• WORK REQUIRED
If a line of the records contains the word "foliage", list it.

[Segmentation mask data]

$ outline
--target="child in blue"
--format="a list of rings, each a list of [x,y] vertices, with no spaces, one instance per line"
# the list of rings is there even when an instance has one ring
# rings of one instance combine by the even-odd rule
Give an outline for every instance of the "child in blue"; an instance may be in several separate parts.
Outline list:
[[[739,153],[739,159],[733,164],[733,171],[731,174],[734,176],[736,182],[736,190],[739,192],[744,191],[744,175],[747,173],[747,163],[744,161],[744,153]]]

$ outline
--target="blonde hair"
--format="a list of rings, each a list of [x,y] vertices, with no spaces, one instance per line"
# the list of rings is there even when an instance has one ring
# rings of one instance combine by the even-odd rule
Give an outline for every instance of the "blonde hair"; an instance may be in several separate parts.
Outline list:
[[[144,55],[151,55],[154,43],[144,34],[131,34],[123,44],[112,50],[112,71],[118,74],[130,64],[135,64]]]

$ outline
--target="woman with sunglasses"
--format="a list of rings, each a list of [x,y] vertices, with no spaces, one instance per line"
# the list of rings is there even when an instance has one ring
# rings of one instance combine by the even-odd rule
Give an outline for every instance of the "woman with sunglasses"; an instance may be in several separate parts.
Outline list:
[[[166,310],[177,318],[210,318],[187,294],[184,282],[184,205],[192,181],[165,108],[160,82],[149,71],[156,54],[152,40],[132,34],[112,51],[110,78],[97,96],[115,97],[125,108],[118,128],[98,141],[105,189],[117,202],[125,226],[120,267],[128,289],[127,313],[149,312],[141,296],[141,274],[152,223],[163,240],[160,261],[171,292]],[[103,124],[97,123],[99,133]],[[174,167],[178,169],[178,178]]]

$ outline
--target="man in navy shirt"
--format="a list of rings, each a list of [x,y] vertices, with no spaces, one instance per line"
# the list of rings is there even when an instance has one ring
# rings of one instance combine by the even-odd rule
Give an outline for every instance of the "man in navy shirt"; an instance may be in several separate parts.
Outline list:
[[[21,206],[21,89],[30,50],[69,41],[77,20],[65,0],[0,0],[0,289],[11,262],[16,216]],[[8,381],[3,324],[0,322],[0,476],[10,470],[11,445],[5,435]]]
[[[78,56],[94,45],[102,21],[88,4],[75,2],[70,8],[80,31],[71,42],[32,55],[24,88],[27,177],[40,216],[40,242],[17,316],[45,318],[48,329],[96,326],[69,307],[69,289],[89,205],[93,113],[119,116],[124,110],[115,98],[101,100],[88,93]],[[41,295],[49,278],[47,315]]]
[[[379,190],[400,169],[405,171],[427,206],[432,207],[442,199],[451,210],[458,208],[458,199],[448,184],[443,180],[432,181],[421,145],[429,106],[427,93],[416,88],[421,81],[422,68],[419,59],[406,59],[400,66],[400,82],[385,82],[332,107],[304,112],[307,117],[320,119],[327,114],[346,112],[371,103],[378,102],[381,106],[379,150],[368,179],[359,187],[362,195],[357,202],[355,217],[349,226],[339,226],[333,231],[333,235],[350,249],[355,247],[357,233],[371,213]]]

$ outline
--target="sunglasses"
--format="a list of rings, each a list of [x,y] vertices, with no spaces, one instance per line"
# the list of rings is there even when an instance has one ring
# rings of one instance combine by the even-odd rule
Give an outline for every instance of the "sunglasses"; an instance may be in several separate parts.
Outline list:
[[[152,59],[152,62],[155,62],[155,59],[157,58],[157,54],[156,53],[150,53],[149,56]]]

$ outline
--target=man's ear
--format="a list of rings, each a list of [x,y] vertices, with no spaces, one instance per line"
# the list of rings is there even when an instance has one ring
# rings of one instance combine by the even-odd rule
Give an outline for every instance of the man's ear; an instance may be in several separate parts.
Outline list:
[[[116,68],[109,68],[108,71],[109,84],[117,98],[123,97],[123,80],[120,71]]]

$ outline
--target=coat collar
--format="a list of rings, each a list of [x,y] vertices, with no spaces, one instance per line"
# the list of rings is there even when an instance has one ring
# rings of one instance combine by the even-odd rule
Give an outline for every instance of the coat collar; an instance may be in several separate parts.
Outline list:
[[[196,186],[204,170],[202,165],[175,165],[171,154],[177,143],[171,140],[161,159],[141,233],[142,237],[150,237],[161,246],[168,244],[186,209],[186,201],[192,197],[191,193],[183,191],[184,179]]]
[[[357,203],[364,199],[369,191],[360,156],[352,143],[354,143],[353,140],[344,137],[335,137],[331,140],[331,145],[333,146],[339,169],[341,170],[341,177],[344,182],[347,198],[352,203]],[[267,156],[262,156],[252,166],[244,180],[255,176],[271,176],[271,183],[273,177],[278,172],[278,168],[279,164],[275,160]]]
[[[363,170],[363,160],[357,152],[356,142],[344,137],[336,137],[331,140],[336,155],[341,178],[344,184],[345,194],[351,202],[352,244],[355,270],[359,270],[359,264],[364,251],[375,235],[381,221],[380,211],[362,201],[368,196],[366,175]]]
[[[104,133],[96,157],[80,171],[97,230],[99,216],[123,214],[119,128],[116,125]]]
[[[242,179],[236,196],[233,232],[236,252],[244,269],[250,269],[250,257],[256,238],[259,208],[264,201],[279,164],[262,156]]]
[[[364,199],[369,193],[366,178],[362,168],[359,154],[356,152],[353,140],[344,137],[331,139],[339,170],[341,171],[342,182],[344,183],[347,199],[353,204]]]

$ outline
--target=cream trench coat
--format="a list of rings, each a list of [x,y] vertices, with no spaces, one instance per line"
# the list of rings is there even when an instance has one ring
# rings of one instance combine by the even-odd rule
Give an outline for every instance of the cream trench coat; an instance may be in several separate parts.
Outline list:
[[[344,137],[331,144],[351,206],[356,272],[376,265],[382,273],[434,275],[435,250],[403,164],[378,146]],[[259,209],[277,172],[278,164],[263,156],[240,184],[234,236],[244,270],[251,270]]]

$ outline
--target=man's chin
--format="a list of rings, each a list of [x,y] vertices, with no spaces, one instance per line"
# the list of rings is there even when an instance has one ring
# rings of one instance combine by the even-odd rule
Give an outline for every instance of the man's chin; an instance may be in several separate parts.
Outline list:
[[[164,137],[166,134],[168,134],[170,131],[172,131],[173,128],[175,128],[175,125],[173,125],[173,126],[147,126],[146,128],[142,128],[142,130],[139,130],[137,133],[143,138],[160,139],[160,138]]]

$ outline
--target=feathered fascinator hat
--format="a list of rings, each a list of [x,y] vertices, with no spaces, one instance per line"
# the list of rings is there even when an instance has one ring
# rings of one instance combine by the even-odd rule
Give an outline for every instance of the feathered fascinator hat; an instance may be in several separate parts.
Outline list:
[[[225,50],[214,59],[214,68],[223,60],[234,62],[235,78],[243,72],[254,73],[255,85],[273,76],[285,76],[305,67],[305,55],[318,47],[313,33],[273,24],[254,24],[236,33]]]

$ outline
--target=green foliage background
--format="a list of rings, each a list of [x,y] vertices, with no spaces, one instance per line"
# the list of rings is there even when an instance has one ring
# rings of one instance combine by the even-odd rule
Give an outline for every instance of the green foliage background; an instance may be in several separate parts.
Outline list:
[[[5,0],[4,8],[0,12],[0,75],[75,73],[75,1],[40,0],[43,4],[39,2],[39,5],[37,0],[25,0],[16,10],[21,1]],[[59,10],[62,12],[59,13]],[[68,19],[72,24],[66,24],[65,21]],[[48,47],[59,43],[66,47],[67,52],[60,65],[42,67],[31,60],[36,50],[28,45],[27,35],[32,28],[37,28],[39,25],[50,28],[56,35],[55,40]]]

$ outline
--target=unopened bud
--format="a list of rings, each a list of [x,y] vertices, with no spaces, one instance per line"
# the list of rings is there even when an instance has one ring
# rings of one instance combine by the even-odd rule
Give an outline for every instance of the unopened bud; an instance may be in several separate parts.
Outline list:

• WORKED SOLUTION
--target=green foliage background
Give an outline for every instance of the green foliage background; an instance may be in several separate parts.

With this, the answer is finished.